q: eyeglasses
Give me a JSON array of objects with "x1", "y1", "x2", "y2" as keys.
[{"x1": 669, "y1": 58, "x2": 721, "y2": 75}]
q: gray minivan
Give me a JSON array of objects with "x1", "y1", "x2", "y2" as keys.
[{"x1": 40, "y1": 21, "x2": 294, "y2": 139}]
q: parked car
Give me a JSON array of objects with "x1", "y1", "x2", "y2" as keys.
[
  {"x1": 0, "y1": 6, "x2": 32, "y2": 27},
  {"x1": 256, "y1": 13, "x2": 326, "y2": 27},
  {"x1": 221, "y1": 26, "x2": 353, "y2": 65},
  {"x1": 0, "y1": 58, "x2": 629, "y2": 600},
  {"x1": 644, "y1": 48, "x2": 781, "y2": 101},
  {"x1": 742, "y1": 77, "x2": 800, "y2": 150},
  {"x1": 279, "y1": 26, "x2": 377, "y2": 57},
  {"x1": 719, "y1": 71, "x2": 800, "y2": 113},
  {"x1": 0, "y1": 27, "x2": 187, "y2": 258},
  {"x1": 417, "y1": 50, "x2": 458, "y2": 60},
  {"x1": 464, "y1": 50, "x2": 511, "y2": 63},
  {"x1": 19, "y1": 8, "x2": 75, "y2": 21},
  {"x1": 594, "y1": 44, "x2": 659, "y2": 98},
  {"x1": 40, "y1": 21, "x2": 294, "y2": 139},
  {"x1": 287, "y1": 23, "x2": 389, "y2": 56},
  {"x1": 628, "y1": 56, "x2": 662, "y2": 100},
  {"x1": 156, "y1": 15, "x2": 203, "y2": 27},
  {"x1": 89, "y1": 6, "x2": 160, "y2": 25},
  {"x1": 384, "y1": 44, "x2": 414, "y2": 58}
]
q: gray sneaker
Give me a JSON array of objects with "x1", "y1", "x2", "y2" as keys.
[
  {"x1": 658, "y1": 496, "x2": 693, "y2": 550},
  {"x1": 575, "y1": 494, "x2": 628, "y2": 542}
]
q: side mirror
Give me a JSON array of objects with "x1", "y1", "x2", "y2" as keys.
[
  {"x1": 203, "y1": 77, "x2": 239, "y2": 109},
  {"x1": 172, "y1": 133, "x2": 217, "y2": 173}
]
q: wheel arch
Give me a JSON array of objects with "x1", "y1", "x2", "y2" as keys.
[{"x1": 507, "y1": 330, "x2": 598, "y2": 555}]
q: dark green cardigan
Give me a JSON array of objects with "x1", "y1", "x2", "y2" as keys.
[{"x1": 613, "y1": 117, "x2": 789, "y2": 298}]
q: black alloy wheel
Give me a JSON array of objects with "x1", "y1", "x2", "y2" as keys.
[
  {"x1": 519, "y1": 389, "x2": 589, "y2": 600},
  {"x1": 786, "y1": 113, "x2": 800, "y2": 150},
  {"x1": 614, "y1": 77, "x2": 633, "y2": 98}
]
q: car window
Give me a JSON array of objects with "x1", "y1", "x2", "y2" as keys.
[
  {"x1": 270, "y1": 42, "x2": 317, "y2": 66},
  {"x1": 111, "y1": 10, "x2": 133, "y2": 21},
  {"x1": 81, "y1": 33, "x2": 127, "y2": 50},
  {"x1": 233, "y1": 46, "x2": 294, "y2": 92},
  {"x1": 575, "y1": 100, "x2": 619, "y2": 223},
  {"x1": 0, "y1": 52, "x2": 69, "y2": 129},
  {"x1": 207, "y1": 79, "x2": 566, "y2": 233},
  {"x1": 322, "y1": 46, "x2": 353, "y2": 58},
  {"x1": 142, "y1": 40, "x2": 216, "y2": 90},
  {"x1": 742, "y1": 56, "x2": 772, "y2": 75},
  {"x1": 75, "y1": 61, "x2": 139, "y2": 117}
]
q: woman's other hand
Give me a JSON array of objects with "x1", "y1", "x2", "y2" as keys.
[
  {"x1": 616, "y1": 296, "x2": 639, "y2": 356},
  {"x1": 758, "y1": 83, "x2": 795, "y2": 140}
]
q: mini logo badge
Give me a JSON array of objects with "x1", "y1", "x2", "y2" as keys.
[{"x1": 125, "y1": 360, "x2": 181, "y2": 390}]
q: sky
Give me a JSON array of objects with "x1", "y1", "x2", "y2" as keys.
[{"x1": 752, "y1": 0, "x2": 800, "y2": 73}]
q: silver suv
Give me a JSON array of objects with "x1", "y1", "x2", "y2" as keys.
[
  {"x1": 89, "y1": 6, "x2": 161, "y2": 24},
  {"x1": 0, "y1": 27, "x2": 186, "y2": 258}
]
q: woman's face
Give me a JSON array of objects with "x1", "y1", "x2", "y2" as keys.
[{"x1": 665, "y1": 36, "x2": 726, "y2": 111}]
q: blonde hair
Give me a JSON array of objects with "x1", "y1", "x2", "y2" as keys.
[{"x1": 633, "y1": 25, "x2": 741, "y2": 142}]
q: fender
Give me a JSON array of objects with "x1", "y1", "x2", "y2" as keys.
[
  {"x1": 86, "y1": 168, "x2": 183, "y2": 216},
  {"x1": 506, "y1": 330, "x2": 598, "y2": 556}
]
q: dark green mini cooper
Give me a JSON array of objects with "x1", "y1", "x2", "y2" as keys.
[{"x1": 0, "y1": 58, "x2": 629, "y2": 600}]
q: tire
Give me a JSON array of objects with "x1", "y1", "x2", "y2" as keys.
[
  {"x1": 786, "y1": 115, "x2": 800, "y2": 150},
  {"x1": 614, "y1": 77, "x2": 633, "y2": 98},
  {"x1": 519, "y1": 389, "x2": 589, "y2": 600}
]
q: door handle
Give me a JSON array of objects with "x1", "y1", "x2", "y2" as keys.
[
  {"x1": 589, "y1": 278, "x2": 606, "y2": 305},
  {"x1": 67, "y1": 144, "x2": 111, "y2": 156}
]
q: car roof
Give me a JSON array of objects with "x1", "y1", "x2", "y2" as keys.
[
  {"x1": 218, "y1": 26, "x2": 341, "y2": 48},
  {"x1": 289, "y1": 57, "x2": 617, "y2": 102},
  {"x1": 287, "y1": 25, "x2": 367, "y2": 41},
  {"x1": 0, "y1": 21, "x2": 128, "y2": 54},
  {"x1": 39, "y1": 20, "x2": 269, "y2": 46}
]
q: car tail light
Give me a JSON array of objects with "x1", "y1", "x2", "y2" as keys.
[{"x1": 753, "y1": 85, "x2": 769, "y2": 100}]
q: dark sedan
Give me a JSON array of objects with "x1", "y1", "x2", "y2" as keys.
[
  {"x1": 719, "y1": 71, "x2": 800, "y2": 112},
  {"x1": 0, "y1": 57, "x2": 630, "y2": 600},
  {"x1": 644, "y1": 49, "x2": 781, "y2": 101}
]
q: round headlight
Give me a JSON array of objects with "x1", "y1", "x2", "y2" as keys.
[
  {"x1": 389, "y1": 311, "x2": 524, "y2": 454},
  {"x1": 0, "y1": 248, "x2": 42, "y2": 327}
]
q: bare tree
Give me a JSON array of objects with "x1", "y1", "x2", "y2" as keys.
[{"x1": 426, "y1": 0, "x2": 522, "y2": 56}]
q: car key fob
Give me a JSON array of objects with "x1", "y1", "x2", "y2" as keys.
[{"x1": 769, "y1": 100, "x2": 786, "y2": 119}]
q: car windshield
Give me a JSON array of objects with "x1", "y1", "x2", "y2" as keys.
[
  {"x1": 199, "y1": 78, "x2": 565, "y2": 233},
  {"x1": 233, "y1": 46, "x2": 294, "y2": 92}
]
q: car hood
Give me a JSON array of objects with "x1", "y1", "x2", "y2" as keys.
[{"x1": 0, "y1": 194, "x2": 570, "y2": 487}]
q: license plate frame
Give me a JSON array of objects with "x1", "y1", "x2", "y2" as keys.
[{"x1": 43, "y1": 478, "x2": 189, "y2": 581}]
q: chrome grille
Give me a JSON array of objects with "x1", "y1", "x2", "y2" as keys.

▶ Request
Report every line of the records that contains the word "green", and treat uppercase and lowercase as different.

▶ Solution for this problem
q: dark green cardigan
q: dark green mini cooper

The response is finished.